_What you will do_.
1 > In the passage on building team ecosystems, what are organizations told to move away from when thinking about teams?
2 > Retype the stretch of the passage on building team ecosystems from "One aspect of" through "and remote teams.".

_Source passage_.
* START *

Updated: Jul 24
The battle to find, attract, get the best out of, retain and grow talent has been and will always be a work in progress. With the way the workforce and workplace are currently evolving (1), organisations should embrace that processes and technology can only bring an organization up to a certain point. To truly transform their organisation, they need to take an honest and critical view of what organization, leadership, management and engagement mean for them too. This requires a change of mindset and way of being.
One aspect of this shift requires organisations to recognise and accept the growing importance of creating an ecosystem for teams to thrive (2). Organisations should move away from thinking about teams based mainly on hierarchy or skill-set. Having an ecosystem for teams recognises that teams may be in a constant state of flux. Teams may form and disband as needed. Teams could be collaborating on projects that last for weeks and in some instances, years. It is therefore imperative for organisations embarking on this journey to be cognizant of some of the building blocks (1) below which I have personally found to be very effective when managing virtual and remote teams.
1. Activate Each Person’s Strengths
This building block recognises the individual as an individual first and then in the context of a team. It has become clearer that it is smarter and more rewarding to activate and develop an individual’s strengths (4) instead of trying to minimise or train away that individual’s weaknesses. Organisations must recognise that each team member brings a different strength to the team and may, therefore, contribute to the team’s success in different ways. This must be clearly called out and transparent to each team member. In this way, each team member becomes a leader in their own right but in the context of the team objectives. This promotes a healthier collaboration and to some extent smoothens out the inevitable initial friction when individuals come together to work as a team, especially for the first time.

* END *

_Segmentation dataset excerpts_.
* START *

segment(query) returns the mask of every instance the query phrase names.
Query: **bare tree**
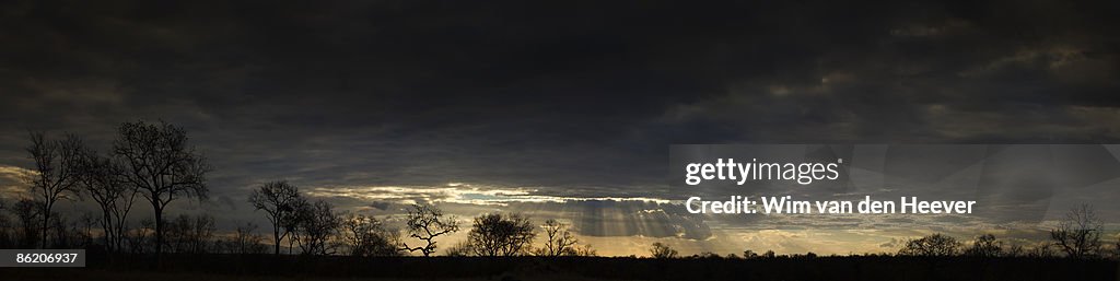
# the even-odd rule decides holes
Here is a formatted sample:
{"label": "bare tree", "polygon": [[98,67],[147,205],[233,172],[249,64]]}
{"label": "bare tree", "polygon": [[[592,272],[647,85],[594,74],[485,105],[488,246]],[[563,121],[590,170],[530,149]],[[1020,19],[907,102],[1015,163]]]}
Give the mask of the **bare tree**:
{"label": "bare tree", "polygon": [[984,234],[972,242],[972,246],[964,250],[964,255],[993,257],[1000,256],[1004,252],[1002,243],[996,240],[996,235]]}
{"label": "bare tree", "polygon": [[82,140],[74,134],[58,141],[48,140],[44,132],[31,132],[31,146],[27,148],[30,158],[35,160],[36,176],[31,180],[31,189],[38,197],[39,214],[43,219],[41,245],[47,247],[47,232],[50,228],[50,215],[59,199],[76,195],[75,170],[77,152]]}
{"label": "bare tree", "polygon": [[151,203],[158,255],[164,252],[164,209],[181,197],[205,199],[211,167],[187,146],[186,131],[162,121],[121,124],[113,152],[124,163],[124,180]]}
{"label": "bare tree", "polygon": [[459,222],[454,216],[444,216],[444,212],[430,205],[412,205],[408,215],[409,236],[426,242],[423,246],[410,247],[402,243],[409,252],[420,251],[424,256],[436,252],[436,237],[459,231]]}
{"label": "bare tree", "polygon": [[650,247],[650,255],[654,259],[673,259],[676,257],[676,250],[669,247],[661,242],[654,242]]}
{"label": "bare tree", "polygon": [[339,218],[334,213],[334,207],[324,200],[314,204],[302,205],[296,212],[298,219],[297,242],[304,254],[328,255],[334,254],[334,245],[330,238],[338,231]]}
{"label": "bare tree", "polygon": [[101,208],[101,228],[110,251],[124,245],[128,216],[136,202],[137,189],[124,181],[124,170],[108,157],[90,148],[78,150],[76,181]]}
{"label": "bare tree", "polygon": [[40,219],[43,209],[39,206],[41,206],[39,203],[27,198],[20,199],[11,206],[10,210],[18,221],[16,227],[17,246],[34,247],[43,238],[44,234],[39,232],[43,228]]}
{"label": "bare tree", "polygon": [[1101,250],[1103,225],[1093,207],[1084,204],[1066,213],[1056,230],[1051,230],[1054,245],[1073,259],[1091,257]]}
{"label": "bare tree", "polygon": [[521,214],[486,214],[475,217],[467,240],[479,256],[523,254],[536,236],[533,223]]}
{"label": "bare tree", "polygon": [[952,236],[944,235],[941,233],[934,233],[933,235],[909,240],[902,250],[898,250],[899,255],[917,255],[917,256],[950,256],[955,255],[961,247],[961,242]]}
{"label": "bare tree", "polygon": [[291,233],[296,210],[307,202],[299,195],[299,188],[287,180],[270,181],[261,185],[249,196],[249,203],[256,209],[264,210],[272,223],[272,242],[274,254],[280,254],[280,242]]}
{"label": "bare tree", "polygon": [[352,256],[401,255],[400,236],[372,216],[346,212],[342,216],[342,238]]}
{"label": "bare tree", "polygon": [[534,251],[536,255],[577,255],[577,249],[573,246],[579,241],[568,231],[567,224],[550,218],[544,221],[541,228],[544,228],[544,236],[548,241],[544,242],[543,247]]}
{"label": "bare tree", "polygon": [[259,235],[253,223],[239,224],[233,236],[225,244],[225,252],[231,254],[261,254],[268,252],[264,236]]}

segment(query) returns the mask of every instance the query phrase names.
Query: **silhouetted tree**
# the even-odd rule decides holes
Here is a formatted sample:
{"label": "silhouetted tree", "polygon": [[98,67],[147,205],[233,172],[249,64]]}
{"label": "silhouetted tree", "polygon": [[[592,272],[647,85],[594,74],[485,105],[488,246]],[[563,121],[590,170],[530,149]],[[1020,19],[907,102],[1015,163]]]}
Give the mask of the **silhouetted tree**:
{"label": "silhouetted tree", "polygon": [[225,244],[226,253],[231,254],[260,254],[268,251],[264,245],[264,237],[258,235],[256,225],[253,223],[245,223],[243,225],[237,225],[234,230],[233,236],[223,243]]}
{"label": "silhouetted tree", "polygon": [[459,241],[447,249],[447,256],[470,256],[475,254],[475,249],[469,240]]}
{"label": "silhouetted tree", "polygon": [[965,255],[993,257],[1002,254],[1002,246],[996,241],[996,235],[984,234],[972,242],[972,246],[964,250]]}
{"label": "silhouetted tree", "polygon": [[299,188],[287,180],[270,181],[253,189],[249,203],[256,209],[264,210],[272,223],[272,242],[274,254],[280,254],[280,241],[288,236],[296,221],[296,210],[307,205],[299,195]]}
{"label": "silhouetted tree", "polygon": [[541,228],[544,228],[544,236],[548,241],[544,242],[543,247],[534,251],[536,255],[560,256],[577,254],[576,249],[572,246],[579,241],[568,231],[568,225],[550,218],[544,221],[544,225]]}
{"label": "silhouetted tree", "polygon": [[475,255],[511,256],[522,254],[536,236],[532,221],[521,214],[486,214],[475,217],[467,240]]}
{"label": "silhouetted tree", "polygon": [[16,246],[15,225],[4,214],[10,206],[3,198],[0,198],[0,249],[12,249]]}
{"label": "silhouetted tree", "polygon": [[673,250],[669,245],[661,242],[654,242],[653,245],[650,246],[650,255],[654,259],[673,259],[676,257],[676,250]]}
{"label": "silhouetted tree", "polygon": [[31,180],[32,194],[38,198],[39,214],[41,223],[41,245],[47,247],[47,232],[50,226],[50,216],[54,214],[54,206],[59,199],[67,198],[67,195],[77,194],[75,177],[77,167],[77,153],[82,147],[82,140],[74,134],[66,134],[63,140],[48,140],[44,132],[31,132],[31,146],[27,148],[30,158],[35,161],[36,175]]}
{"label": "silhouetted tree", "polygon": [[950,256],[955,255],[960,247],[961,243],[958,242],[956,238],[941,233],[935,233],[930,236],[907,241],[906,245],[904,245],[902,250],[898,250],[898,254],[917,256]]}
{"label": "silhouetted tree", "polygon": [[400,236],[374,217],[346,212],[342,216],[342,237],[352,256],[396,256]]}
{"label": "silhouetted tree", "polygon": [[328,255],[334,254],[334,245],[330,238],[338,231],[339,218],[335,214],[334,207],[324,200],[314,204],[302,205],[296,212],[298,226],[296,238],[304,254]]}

* END *

_Task-by-task solutions_.
1 > Thinking about teams based mainly on hierarchy or skill-set.

2 >
One aspect of this shift requires organisations to recognise and accept the growing importance of creating an ecosystem for teams to thrive (2). Organisations should move away from thinking about teams based mainly on hierarchy or skill-set. Having an ecosystem for teams recognises that teams may be in a constant state of flux. Teams may form and disband as needed. Teams could be collaborating on projects that last for weeks and in some instances, years. It is therefore imperative for organisations embarking on this journey to be cognizant of some of the building blocks (1) below which I have personally found to be very effective when managing virtual and remote teams.